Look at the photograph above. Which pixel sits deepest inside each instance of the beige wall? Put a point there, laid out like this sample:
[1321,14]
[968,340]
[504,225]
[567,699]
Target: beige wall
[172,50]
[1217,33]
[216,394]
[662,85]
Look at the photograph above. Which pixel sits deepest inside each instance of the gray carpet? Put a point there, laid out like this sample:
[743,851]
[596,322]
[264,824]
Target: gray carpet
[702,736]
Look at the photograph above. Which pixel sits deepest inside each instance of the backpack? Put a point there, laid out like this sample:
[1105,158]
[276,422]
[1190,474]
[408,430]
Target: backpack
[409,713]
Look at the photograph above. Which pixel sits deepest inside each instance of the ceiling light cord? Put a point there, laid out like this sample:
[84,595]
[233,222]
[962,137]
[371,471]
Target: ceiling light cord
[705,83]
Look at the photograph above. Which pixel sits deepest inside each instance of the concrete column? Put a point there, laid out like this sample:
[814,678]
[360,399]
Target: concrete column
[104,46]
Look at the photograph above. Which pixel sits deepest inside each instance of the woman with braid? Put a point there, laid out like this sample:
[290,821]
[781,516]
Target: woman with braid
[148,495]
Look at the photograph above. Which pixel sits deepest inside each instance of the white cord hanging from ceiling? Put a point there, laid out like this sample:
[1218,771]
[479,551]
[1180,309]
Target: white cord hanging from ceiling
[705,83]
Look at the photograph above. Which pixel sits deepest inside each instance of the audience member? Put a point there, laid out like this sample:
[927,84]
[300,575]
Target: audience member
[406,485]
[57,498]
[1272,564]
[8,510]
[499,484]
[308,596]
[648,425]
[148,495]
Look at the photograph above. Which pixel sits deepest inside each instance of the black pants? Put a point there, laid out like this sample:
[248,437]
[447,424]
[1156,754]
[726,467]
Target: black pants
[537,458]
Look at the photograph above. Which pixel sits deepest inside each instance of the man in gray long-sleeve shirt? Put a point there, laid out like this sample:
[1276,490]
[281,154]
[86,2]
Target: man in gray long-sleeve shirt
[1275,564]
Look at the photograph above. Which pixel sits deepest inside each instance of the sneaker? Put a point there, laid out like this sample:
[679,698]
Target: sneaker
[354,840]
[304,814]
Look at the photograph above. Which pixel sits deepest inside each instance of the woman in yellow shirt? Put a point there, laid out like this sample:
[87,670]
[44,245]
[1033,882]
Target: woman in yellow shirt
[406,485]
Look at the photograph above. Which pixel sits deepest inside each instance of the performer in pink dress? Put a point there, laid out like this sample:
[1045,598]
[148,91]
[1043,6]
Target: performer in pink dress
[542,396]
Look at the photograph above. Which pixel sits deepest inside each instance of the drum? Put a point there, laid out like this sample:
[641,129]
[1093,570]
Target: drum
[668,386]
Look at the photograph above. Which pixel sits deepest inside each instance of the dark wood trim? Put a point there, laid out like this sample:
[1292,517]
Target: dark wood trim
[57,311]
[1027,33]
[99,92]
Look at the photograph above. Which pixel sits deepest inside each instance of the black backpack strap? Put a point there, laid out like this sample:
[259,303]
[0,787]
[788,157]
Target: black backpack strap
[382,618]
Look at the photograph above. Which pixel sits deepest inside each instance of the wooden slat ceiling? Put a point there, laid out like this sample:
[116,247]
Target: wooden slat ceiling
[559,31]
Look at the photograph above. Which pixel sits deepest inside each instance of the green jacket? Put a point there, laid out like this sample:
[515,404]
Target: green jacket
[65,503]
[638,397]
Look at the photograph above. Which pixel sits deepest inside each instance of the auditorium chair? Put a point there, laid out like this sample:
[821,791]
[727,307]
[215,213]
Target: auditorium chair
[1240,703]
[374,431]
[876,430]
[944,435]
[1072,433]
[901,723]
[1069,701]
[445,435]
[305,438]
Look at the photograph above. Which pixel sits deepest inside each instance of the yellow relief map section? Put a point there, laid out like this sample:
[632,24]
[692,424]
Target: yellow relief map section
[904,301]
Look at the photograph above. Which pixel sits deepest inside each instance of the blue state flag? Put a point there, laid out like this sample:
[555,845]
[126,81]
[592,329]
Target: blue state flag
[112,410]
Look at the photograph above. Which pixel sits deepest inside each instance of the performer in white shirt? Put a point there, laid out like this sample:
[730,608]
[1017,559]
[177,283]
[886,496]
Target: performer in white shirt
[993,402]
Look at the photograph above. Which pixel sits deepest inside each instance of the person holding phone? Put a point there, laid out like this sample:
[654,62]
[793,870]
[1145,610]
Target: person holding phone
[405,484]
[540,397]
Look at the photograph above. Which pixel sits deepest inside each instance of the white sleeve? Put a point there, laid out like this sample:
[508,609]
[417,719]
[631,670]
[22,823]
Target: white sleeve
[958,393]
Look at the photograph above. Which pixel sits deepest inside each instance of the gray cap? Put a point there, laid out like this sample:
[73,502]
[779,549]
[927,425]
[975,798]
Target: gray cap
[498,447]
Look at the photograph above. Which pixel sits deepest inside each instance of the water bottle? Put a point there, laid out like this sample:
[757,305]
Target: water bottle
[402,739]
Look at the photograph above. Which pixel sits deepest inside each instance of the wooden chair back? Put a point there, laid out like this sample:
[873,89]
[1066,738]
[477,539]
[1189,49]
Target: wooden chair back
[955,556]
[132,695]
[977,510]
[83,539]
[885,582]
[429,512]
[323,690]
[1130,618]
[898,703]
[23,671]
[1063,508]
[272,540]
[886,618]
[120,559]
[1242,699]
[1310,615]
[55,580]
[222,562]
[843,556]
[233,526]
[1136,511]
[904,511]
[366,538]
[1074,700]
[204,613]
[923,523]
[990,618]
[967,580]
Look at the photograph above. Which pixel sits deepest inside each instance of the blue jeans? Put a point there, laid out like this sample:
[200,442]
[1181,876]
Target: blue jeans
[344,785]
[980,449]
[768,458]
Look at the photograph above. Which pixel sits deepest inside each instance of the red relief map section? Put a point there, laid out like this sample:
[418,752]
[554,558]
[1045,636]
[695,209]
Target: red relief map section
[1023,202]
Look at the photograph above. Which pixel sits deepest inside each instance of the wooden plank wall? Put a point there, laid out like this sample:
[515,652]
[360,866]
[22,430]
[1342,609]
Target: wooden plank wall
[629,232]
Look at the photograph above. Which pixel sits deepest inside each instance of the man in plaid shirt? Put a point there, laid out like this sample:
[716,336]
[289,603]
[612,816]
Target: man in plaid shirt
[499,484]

> [What you need to do]:
Reproduce only the lines running from the one that contains "the blue jeans?" to the last line of the records.

> [Solved problem]:
Look at the photograph above. Which pixel sits deepest inside each instance of the blue jeans? Put a point there, laid out like this sample:
[200,442]
[1181,876]
Target: blue jeans
[344,785]
[980,449]
[768,458]
Look at the photograph above. Which pixel sits deepest inside each instance of the red relief map section? Put a point there, laid out like this sample:
[418,752]
[554,558]
[1045,636]
[695,209]
Target: red relief map section
[1023,202]
Look at the photograph above. Which pixel sits deepest inside each instance of the wooden plank wall? Put a point there, laid out like this sample:
[515,652]
[360,866]
[22,430]
[1342,609]
Target: wooden plank wall
[629,232]
Look at the photograph above. Which pixel sits deepest inside each instance of the man in plaid shirt? Put a point there, laid out like this sample:
[716,336]
[289,603]
[612,816]
Target: man in plaid shirt
[499,484]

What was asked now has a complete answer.